Output the line containing "Objective — for the woman's nose", then every remaining line of the entries below, exactly as written and with no other text.

======== DATA EXTRACT ========

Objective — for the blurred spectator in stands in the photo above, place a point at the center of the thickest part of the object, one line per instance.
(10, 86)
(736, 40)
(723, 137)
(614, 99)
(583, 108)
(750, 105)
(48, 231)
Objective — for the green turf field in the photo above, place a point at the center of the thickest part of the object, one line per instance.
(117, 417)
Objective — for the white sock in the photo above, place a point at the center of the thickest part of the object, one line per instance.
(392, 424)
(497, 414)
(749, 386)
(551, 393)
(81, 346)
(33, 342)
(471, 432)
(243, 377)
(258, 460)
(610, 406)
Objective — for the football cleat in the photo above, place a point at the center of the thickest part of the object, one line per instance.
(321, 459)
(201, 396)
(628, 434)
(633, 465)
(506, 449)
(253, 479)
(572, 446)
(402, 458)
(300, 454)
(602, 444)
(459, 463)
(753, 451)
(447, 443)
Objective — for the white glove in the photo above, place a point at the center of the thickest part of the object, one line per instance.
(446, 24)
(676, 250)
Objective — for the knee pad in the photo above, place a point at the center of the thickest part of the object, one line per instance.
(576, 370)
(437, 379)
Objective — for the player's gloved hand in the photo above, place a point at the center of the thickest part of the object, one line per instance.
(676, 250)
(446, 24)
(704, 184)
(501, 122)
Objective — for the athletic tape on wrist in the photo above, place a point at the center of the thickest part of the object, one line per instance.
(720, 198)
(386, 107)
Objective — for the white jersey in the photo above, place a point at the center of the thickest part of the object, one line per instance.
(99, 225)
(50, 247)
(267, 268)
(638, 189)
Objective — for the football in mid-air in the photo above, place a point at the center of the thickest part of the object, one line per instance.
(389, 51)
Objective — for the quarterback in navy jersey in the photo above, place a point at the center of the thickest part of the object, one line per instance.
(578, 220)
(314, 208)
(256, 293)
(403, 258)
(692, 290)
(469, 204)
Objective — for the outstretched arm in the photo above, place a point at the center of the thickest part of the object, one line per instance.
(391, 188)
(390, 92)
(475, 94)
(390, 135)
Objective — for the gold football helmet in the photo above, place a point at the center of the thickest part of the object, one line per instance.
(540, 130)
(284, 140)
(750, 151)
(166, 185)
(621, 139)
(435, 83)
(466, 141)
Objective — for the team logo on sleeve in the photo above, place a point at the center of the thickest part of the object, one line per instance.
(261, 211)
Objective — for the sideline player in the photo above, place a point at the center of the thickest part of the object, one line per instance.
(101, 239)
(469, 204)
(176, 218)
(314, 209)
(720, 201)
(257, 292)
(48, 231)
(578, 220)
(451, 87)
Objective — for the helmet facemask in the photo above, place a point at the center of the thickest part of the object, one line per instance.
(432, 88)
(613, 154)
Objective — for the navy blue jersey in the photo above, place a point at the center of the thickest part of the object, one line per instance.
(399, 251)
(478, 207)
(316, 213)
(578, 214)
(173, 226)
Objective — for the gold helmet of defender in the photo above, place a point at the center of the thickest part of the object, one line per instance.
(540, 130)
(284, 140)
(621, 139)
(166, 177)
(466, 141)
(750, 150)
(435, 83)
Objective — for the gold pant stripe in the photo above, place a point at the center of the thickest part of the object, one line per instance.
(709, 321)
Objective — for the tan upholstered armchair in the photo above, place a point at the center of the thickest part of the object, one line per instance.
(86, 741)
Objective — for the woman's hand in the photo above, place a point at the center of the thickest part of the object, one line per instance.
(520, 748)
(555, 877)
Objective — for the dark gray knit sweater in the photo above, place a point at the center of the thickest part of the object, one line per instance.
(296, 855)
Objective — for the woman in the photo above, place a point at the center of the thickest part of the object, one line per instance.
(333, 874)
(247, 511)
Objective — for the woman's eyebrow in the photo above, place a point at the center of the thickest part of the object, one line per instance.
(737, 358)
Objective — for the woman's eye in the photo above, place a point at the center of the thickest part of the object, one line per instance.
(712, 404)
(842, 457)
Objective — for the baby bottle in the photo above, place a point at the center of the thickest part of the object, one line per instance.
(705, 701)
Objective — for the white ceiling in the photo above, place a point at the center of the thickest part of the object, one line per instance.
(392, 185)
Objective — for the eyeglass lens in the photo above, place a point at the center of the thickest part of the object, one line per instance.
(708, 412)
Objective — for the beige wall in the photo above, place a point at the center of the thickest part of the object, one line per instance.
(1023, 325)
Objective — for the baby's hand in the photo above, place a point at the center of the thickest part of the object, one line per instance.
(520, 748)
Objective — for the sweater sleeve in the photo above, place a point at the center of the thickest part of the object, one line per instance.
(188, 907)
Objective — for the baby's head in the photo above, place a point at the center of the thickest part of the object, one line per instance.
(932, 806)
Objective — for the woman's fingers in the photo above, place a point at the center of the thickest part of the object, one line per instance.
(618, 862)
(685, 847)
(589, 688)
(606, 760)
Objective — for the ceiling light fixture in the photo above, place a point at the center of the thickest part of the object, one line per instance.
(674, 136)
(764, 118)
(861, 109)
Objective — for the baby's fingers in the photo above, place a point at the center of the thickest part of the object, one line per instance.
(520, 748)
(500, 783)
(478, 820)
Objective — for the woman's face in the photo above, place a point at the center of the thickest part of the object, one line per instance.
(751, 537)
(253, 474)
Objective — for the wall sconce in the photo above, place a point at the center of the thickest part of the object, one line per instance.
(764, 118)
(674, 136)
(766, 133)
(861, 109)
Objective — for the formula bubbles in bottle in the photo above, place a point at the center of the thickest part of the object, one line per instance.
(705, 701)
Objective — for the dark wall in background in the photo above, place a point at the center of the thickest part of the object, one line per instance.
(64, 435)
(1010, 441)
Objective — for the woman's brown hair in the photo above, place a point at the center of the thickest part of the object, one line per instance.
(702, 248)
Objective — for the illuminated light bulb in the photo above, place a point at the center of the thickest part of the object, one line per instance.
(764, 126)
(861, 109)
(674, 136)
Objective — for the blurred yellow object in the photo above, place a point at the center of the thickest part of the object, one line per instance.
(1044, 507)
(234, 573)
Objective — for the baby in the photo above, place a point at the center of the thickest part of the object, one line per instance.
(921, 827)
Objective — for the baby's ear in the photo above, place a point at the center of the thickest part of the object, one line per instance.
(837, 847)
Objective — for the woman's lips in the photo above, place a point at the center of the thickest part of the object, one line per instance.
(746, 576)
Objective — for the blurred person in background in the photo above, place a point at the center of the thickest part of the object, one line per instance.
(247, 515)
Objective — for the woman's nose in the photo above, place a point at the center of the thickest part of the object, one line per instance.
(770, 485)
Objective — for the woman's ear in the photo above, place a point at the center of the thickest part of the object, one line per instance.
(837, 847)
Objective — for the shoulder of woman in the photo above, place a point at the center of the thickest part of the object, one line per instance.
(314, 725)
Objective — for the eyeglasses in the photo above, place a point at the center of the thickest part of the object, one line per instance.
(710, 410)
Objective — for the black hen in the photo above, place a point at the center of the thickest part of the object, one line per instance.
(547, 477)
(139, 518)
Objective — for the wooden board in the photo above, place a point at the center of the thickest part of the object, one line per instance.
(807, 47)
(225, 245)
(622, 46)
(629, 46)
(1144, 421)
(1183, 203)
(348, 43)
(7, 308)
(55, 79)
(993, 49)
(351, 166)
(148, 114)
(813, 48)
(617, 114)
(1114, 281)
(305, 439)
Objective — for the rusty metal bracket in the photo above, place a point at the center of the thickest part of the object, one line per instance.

========

• RESPONSE FOR THIS EXERCISE:
Objective — for the woman's nose in the photo above, place a point at the center of the thickest part of the object, one line per instance.
(770, 485)
Objective — for the woman's ear in the photo above, place a point at the center of the thickest part of the object, one line per instance.
(837, 847)
Objective — for the shoulder of woman in the photo above, place a point at the center of the thickest part of the object, one line per instance.
(314, 725)
Objective — for the eyeglasses in the photo above, place a point at the center of the thickest part of the object, one line per instance.
(710, 410)
Objective — for the black hen in the photo above, place a point at the center of the thickest part of the object, one line per instance.
(547, 477)
(139, 518)
Objective — for the wooden board in the photo above, place a point at the center of the thickest part of the object, one line per instance.
(807, 47)
(225, 245)
(622, 46)
(629, 46)
(1144, 421)
(1183, 203)
(348, 43)
(7, 308)
(55, 79)
(993, 49)
(351, 166)
(148, 114)
(813, 48)
(617, 114)
(1114, 281)
(305, 439)
Objective — for the rusty metal bracket in the photo above, place a point at the center of the thickest part of the object, one line per instance.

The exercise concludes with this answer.